§ **Stated goal**
Repeat exactly the lines from the line containing "the blue sky" to the last line of the listing, including both.
——
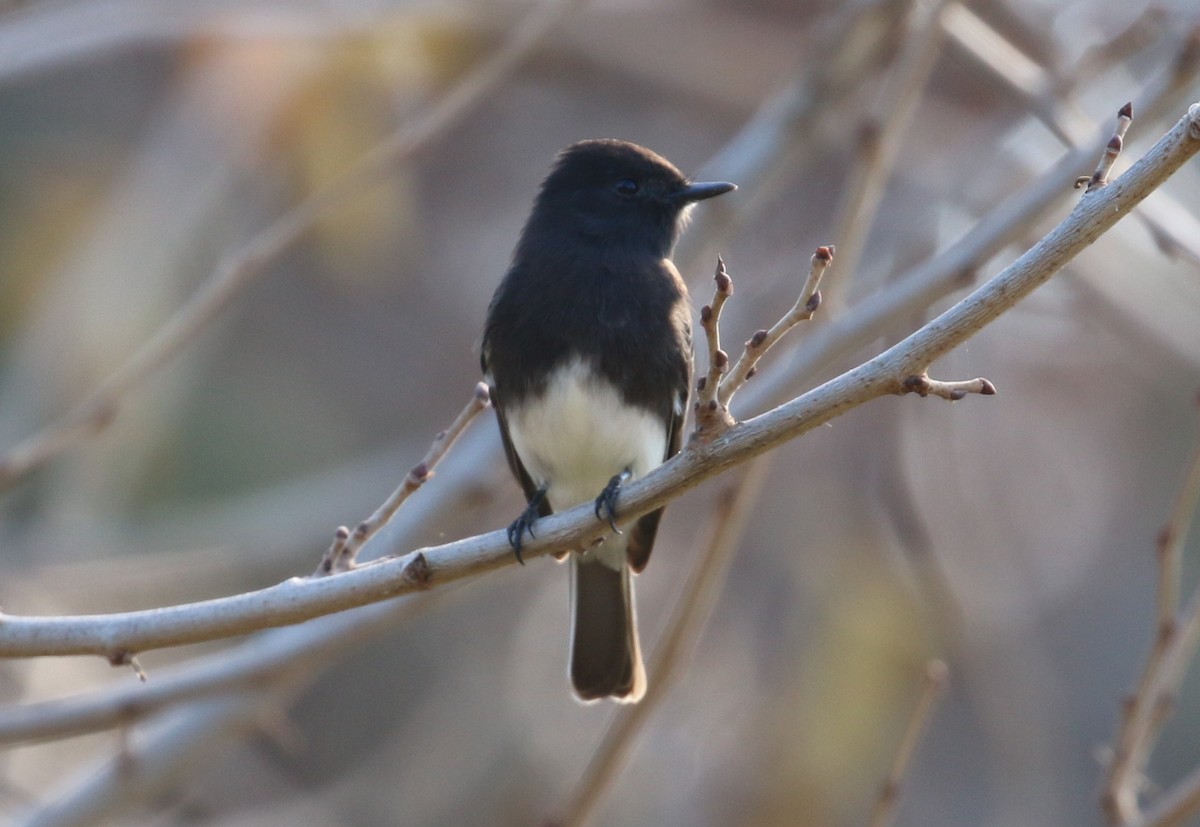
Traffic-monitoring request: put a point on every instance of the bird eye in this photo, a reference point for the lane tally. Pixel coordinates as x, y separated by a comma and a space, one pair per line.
627, 186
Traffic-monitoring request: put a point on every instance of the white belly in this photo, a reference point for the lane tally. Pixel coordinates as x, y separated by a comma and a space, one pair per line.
579, 435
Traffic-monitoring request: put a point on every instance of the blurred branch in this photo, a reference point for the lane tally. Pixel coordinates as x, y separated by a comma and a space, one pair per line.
879, 138
957, 267
1146, 711
261, 666
891, 372
883, 814
725, 526
138, 773
240, 268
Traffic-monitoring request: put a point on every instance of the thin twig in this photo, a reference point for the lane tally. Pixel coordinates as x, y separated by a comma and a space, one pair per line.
240, 268
886, 805
1101, 177
718, 360
957, 267
725, 526
807, 304
283, 654
1175, 639
343, 552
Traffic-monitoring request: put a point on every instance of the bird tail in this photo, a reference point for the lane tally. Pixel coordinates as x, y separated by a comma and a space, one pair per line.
606, 658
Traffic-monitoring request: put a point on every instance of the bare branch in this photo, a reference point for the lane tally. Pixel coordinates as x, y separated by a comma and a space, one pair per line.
1101, 177
707, 405
1175, 640
936, 676
342, 553
762, 341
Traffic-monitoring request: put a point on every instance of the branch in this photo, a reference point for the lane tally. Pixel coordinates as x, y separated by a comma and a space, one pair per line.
300, 599
239, 269
712, 407
763, 340
936, 676
1175, 641
342, 553
957, 267
718, 360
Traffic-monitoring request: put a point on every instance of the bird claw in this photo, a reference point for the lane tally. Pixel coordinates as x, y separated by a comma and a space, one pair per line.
606, 503
523, 523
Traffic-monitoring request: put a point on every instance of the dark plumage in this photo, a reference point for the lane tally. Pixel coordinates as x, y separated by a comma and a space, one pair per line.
587, 348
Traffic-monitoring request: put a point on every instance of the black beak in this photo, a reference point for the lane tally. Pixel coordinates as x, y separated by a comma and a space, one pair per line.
701, 191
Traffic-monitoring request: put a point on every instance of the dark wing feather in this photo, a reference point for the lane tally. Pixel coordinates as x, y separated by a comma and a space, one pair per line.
527, 484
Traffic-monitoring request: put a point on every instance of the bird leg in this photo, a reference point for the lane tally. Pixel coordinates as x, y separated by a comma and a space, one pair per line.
606, 503
525, 522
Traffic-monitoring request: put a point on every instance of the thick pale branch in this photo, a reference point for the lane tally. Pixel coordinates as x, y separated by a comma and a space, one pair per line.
300, 599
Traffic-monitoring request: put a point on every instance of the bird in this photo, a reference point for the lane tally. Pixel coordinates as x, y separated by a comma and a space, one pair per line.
587, 355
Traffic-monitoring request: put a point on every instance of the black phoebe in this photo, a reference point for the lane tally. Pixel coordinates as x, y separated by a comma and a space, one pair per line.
587, 349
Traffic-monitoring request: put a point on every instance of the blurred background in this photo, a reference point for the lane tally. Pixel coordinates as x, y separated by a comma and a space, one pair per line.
143, 144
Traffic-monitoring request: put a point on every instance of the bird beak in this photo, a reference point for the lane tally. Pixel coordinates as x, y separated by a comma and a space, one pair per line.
694, 192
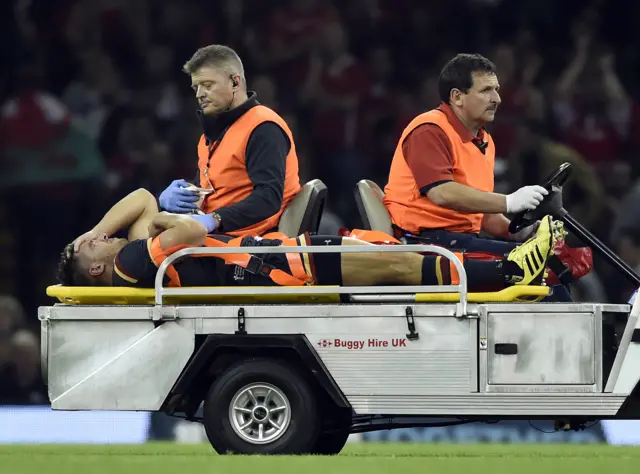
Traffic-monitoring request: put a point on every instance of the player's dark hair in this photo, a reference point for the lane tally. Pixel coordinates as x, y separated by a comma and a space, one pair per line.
69, 271
458, 73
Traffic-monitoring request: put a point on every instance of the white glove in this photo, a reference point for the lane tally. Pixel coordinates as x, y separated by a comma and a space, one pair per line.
526, 233
526, 198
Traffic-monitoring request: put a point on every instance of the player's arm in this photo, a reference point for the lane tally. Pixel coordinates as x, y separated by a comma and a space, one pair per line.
176, 229
134, 212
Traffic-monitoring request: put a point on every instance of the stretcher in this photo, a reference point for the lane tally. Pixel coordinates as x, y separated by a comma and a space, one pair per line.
278, 370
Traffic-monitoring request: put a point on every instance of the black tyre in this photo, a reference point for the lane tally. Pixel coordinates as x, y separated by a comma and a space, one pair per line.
330, 443
260, 406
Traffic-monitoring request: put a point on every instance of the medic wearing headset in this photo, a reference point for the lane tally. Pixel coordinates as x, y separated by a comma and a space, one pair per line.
247, 158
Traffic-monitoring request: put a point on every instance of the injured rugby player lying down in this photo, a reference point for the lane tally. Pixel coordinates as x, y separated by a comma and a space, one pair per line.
97, 259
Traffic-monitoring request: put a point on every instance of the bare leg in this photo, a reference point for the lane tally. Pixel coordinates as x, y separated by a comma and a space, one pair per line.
375, 268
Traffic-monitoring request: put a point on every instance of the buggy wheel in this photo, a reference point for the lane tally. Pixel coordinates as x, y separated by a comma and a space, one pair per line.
261, 407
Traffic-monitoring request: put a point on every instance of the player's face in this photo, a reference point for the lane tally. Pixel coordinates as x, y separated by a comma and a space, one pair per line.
482, 100
97, 254
213, 89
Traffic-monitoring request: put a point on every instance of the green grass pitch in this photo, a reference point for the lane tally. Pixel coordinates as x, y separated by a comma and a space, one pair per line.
161, 458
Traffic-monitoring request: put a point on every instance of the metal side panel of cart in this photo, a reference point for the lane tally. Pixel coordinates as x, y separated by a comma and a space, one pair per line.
503, 360
457, 366
106, 358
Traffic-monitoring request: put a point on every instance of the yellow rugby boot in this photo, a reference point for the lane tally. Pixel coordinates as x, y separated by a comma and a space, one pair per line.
531, 257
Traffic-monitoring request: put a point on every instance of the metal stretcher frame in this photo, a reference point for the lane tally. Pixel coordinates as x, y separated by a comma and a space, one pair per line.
461, 288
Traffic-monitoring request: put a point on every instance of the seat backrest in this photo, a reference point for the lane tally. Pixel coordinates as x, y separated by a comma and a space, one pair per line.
304, 212
372, 211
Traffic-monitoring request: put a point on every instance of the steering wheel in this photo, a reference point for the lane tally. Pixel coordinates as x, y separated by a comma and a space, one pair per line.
551, 204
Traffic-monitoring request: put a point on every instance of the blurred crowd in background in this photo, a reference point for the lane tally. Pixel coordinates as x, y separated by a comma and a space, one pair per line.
93, 104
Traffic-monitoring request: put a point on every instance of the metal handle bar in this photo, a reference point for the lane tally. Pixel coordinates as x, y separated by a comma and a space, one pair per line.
161, 291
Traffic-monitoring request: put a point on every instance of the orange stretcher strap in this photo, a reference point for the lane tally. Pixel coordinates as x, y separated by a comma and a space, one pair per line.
251, 263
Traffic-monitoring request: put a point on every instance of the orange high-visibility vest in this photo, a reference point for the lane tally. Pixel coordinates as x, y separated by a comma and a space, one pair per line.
223, 165
413, 212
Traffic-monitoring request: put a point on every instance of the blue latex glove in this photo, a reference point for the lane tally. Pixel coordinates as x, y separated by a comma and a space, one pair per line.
206, 220
178, 200
633, 298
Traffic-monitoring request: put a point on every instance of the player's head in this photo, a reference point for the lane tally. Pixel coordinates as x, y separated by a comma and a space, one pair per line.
217, 76
91, 264
469, 83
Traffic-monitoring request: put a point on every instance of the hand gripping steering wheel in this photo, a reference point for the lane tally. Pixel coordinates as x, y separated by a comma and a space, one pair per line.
551, 204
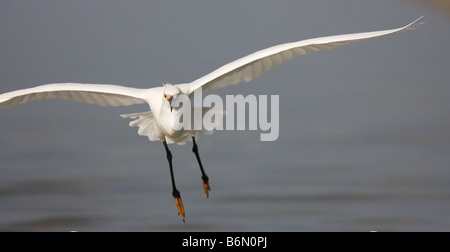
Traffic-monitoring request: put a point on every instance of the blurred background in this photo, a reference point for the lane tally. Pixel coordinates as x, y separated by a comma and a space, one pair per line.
364, 129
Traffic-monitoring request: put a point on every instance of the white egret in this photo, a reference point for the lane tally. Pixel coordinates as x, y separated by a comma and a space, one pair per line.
157, 124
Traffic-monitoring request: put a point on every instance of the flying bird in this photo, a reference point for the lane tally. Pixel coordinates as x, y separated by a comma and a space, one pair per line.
156, 124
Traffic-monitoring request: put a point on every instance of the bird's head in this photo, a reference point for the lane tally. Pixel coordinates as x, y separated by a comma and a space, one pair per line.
171, 94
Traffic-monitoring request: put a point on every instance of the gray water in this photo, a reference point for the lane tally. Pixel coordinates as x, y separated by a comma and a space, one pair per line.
364, 129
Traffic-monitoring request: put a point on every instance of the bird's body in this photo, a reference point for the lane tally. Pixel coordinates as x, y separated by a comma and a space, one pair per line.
162, 120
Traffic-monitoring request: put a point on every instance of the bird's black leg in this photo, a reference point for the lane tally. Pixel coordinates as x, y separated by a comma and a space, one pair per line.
175, 193
205, 178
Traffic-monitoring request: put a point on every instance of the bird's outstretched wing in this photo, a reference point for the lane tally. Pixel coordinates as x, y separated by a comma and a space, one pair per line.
101, 94
253, 65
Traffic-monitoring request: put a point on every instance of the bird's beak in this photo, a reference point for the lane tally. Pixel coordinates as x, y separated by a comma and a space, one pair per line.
170, 102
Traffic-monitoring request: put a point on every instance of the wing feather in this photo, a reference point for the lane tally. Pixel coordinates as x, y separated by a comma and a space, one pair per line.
101, 94
253, 65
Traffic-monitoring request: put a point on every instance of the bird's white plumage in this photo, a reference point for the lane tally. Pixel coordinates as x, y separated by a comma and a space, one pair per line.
101, 94
156, 123
253, 65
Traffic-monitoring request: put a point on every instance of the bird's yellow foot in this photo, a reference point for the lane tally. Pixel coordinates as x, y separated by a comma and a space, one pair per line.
206, 188
180, 207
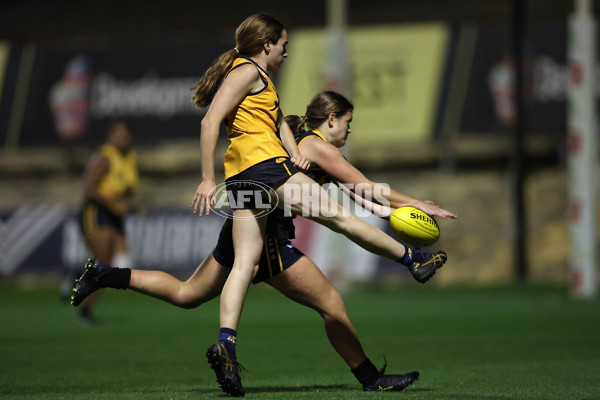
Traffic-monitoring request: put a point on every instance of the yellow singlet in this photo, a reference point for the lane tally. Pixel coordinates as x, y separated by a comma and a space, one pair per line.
122, 176
253, 127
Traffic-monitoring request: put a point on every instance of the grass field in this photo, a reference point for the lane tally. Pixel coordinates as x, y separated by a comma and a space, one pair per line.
499, 343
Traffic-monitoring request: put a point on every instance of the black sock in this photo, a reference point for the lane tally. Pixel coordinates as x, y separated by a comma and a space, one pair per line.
366, 373
411, 255
117, 278
229, 338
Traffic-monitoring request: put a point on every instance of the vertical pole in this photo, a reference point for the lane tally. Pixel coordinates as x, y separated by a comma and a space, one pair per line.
518, 154
582, 155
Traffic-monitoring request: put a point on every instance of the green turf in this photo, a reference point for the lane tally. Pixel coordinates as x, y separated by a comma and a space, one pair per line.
499, 343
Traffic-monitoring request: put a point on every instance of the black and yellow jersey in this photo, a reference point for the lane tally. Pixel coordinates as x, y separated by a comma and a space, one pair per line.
122, 176
253, 127
315, 172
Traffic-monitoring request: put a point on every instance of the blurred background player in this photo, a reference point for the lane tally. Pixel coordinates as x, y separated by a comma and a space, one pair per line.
110, 180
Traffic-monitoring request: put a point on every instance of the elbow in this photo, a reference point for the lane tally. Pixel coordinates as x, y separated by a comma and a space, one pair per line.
208, 124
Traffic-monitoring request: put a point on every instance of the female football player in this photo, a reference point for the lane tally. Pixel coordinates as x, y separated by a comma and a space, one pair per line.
281, 265
110, 180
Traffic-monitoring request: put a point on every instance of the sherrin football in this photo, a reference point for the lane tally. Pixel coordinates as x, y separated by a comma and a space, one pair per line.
413, 226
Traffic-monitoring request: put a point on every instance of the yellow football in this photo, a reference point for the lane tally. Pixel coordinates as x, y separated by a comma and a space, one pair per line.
413, 226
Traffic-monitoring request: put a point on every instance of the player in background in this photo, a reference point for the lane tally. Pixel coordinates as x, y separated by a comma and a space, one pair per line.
282, 265
109, 183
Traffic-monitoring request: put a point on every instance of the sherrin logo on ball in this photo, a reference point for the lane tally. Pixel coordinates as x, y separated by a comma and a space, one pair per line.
413, 226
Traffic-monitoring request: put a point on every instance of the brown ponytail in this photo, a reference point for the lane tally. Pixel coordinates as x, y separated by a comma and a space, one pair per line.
206, 89
318, 110
250, 37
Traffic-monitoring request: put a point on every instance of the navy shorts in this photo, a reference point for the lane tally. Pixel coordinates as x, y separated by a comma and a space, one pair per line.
93, 216
276, 257
250, 188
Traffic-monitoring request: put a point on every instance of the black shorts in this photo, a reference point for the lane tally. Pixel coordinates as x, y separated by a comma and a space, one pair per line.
276, 257
250, 188
93, 216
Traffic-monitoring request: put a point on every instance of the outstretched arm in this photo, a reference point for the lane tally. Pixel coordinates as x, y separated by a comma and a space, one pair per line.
333, 162
290, 145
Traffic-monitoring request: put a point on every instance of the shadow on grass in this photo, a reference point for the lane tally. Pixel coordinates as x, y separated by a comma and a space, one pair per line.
283, 389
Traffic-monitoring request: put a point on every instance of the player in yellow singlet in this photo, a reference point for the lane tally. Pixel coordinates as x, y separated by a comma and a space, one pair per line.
241, 93
282, 266
110, 180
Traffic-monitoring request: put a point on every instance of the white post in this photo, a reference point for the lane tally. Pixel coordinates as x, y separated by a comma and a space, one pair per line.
582, 151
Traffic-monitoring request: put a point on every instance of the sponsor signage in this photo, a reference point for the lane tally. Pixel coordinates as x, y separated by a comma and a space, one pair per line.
77, 88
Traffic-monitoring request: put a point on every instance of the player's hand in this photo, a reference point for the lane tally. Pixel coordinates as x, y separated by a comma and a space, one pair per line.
432, 209
204, 198
301, 163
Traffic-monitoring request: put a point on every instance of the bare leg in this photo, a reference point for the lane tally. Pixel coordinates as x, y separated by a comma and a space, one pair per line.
305, 284
360, 232
101, 241
248, 234
205, 284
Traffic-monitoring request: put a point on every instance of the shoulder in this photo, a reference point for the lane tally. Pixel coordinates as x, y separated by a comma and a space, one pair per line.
244, 76
244, 70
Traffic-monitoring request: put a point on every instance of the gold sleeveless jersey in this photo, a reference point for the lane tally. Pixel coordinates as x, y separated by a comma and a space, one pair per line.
253, 127
122, 176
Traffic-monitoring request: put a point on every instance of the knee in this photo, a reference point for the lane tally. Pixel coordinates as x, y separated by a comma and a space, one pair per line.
333, 307
187, 298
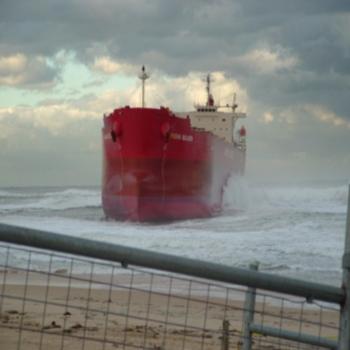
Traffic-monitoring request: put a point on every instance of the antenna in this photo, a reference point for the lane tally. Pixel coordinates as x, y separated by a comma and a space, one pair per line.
143, 76
210, 99
234, 104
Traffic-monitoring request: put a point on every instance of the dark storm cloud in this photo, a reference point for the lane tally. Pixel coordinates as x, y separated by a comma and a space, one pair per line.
181, 36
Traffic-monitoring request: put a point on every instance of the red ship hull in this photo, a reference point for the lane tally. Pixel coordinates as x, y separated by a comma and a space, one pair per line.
156, 166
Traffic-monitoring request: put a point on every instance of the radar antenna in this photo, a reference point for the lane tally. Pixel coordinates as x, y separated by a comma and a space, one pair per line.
234, 103
143, 76
210, 99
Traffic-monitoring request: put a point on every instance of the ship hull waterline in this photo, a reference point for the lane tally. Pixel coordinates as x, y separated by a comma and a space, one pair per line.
156, 167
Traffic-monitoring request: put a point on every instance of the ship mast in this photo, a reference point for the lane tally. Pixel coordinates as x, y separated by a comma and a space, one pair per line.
143, 76
210, 99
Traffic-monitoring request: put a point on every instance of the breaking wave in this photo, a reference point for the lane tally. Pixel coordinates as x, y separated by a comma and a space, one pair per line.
50, 200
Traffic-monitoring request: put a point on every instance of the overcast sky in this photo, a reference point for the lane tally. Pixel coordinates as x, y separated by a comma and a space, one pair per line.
64, 63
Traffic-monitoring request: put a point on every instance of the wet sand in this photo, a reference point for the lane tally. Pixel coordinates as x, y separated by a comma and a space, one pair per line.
61, 312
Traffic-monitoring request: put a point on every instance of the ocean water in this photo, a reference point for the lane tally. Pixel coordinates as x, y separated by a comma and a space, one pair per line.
294, 230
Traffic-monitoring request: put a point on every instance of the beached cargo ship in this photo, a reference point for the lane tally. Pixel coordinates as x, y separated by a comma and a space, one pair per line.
161, 165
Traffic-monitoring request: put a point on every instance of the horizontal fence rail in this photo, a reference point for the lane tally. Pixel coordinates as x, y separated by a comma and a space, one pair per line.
51, 300
165, 262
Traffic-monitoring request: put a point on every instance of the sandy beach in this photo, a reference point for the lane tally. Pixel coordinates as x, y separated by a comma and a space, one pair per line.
131, 311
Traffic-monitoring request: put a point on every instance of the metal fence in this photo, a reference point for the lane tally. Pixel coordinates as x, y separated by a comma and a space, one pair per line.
60, 292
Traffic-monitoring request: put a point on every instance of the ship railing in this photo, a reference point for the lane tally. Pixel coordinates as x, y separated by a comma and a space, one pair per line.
62, 292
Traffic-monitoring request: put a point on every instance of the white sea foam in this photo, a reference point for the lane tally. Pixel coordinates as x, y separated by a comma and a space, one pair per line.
52, 200
296, 231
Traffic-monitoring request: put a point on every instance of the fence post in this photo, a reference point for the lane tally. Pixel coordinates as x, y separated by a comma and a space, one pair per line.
248, 317
225, 335
344, 332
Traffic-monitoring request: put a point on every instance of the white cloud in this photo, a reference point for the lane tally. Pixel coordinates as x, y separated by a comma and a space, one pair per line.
268, 118
326, 116
19, 70
107, 65
266, 60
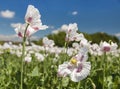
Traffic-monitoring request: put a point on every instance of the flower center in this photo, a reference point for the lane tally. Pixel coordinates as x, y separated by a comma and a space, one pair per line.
73, 61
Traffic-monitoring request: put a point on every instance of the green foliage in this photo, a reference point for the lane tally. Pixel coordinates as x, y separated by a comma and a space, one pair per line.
43, 75
59, 38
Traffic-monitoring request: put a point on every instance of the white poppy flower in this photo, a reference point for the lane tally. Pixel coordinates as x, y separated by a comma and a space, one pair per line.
77, 68
32, 17
80, 72
21, 29
28, 58
105, 47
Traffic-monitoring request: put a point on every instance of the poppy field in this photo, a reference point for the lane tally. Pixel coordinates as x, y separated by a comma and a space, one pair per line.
83, 66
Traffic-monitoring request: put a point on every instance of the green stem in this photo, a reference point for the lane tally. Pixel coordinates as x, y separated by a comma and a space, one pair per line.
23, 56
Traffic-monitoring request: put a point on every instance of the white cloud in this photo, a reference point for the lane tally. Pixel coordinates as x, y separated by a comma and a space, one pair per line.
14, 37
118, 34
74, 13
7, 14
64, 27
51, 27
14, 25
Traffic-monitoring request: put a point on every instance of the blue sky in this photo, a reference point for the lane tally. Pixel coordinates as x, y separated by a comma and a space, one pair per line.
90, 15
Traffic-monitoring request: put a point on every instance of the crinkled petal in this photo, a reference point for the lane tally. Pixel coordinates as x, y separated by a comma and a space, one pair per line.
——
§ **Result below**
Traffic-monitoring request: put a point on every instance of the blue sky in this photo, a reference point for the lane tally. Pixel coordinates as x, y separated by a comma and a space, one pair per line.
90, 15
Traffic-monitoring request: put a point on every instance of the crinkled petal in this photo, a reference point for the lane tally. Pixel coordinates as x, y separated by a comma and a space, one pair per line.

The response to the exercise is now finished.